Directions
Your answer should hold exactly the lines from the one with "Query: foil crease" through the final line of the data below, reproduced as written.

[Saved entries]

*****

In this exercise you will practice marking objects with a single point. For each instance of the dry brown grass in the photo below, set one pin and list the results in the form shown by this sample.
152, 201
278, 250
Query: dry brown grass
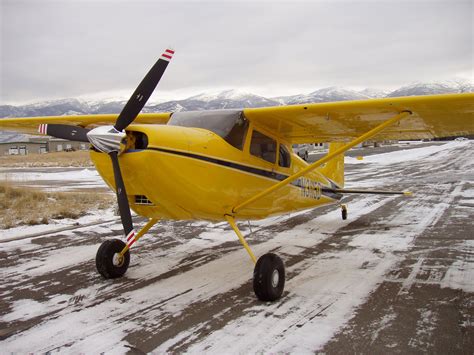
29, 206
78, 158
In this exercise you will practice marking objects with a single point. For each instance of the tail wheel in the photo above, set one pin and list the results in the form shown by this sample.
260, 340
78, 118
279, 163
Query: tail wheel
269, 277
108, 261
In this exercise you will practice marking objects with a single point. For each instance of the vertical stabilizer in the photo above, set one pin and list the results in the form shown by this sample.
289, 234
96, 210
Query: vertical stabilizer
334, 169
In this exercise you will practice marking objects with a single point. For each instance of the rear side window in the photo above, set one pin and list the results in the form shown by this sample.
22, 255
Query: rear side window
236, 135
284, 159
263, 147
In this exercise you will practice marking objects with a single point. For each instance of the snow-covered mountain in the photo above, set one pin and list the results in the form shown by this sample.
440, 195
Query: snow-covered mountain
329, 94
224, 99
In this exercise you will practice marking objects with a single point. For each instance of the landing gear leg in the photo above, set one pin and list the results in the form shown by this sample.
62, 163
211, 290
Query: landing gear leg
344, 211
113, 257
269, 272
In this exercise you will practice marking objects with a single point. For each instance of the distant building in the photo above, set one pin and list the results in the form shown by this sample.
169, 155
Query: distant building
39, 145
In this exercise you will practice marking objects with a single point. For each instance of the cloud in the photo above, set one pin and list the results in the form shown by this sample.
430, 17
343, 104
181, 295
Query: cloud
62, 49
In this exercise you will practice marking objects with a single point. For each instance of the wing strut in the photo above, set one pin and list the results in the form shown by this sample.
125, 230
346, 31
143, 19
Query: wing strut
323, 160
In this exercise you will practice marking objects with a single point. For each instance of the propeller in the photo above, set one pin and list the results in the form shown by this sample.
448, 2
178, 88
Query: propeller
108, 139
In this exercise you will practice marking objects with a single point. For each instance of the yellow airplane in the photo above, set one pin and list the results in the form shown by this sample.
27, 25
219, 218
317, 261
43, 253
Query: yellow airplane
229, 165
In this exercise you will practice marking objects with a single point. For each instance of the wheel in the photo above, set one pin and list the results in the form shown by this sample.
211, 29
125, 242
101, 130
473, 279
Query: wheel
107, 259
344, 213
269, 277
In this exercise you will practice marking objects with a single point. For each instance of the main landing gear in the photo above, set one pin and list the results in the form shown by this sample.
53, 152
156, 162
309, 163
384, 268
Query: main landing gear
113, 257
344, 211
269, 271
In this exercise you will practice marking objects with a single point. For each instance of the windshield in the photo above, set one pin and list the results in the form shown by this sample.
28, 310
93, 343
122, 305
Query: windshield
220, 122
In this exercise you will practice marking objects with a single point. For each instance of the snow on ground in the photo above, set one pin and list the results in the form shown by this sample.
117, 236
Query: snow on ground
189, 284
54, 178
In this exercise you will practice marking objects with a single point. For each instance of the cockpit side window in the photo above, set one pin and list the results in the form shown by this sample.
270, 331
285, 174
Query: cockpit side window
285, 157
236, 136
263, 147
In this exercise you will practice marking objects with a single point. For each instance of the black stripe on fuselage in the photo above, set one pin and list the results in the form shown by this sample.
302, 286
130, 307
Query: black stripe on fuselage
326, 191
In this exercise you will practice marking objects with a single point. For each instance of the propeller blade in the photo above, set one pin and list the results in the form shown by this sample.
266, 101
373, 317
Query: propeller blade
71, 133
143, 92
122, 200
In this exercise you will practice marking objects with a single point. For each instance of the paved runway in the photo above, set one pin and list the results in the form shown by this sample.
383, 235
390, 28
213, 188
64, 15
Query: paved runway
396, 277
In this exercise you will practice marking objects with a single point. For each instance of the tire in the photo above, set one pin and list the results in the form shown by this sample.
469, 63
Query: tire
269, 277
106, 259
344, 214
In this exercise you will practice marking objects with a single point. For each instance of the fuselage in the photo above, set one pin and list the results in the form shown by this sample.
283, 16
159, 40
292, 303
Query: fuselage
174, 172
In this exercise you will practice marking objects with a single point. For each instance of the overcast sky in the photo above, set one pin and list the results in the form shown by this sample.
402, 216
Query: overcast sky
61, 49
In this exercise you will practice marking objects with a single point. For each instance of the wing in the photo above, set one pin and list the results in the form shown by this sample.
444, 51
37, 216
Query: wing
30, 124
432, 116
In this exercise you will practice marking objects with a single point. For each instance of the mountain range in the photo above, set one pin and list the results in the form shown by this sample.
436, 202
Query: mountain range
225, 99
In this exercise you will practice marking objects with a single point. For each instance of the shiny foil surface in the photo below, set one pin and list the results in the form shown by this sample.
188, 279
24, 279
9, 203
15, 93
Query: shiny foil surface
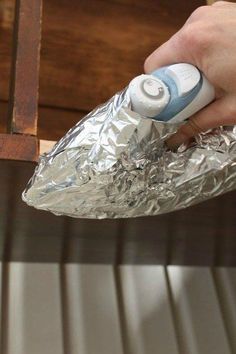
114, 164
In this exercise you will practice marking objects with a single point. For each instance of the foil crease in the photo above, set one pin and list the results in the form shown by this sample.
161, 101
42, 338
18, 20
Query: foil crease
115, 164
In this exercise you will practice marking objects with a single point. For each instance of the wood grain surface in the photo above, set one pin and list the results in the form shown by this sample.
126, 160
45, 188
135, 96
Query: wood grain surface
91, 49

*****

Your response
Query: foil crease
115, 164
In this exercise you will practice marking objects with a single point. For each instance of the wood grain surface in the photo above, set one pin and list the results in the form shown by this sample.
126, 160
45, 188
135, 96
Query: wood grain surface
91, 49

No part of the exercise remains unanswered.